Text provided: Begin

What did @onehottrail actually say?
The creator ran an informal group blood test and found that Spencer, the leanest guy in the group, had 34% higher total testosterone than the biggest person and nearly double the creator's own level. Their explanation: total testosterone is a misleading metric because free testosterone is what actually drives anabolic effects. They also flagged that pre-draw habits, specifically sleep, caloric status, and recent training, can distort results significantly.
To illustrate the free testosterone point, they walked through a math example: if Spencer's SHBG is high enough that only 1% of his total testosterone is free, his free T comes out at 9.28 ng/dL. If another person has 2% free, their free T is 13.44 ng/dL, which the creator calls "45% higher and much more anabolic." They close by acknowledging the whole experiment has "a lot of confounding variables."
Does the science back this up?
Yes, mostly. The distinction between total and free testosterone is well-established and clinically meaningful. The claim that free testosterone is the more relevant androgenic signal is supported by decades of endocrinology research, though "more anabolic" is a slight oversimplification.

Text provided: End
Provided information: Begin

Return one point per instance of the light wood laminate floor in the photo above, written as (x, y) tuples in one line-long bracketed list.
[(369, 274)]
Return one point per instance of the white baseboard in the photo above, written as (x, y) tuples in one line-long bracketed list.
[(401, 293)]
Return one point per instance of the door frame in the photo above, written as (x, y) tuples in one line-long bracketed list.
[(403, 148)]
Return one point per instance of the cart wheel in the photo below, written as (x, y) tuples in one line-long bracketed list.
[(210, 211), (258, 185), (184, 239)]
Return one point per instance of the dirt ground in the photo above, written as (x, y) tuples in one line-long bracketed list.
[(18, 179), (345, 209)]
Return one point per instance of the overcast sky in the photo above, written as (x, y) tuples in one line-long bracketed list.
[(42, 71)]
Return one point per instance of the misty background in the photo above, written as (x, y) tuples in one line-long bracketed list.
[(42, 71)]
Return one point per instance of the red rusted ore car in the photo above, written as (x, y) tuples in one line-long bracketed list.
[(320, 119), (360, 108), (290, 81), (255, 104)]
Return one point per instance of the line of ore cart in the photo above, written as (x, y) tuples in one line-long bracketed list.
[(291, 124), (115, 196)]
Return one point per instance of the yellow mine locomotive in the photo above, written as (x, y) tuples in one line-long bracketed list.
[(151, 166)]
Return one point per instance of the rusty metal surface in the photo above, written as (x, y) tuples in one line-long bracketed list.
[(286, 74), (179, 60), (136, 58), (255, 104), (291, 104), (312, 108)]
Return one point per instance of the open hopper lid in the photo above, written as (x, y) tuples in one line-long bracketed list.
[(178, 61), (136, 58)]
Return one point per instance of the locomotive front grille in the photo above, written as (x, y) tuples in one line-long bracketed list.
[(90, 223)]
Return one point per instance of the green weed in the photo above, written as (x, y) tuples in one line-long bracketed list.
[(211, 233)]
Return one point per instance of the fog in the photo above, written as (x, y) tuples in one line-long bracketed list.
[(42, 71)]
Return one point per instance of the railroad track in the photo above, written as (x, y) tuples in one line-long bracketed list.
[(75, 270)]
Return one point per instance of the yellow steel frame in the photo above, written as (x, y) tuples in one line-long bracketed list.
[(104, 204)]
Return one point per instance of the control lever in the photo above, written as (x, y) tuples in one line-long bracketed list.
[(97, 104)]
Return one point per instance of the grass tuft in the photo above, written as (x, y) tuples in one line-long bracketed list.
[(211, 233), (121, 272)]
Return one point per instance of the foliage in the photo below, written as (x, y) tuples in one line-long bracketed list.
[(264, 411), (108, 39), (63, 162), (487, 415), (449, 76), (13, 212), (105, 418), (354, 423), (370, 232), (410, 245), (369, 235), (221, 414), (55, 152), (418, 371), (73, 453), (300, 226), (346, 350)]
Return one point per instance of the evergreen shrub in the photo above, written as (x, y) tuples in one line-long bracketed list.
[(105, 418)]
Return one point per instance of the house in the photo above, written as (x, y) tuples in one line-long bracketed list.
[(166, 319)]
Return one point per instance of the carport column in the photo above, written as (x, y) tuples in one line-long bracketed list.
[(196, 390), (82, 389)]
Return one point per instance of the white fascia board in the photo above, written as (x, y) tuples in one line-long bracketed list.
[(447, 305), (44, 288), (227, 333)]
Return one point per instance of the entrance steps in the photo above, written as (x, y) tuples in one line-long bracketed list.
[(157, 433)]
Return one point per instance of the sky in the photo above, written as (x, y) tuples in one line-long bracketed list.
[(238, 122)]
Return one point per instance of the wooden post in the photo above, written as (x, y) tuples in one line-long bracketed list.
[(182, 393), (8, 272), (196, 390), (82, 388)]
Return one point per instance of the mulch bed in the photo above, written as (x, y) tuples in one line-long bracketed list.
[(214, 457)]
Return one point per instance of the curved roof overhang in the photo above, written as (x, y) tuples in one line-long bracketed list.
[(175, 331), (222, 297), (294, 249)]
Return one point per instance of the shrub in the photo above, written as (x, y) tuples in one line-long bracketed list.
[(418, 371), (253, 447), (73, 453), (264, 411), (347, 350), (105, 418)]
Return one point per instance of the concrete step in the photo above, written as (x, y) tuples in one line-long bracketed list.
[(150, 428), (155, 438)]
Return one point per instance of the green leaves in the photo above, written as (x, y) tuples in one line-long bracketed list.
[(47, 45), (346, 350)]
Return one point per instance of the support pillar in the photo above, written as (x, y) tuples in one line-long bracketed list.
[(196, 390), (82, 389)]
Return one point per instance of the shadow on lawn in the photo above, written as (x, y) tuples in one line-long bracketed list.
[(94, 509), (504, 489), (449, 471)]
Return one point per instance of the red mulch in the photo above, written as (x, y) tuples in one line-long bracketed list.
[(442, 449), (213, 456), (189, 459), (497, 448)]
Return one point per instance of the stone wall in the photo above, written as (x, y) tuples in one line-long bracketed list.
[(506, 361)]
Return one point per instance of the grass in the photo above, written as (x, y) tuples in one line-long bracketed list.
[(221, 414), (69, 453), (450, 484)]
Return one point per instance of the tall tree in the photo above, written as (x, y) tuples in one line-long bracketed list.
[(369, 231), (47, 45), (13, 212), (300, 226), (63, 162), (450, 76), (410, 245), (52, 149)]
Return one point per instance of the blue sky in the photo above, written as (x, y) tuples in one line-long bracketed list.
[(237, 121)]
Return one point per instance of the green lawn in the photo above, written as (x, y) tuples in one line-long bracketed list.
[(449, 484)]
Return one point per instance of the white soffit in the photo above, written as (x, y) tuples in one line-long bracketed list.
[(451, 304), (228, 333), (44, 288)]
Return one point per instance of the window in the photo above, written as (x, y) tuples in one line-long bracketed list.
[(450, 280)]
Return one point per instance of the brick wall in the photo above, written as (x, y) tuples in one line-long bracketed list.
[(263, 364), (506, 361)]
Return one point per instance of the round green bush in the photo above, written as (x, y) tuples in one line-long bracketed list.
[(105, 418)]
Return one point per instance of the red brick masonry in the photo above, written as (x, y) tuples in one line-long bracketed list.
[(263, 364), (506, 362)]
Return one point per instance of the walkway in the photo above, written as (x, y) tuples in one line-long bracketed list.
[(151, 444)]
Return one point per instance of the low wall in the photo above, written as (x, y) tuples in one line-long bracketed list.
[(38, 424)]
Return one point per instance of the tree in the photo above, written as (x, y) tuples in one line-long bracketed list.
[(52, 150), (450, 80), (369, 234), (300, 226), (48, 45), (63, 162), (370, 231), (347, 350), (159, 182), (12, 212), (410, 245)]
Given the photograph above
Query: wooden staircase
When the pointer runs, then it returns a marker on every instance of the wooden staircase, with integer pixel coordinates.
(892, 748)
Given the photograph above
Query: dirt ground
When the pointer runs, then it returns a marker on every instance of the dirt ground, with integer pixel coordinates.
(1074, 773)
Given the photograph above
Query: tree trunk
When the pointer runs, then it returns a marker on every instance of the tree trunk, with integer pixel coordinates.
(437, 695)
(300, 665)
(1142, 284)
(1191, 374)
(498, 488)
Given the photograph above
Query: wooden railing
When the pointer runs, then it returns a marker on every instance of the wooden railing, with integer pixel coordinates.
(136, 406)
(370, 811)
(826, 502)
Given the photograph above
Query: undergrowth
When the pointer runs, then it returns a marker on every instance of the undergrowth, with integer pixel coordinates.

Provided information: End

Problem details: Could you update the testosterone text by writing out everything from "What did @onehottrail" down to "distort results significantly." again, with "creator" replaced by "poster"?

Solution to this exercise:
What did @onehottrail actually say?
The poster ran an informal group blood test and found that Spencer, the leanest guy in the group, had 34% higher total testosterone than the biggest person and nearly double the poster's own level. Their explanation: total testosterone is a misleading metric because free testosterone is what actually drives anabolic effects. They also flagged that pre-draw habits, specifically sleep, caloric status, and recent training, can distort results significantly.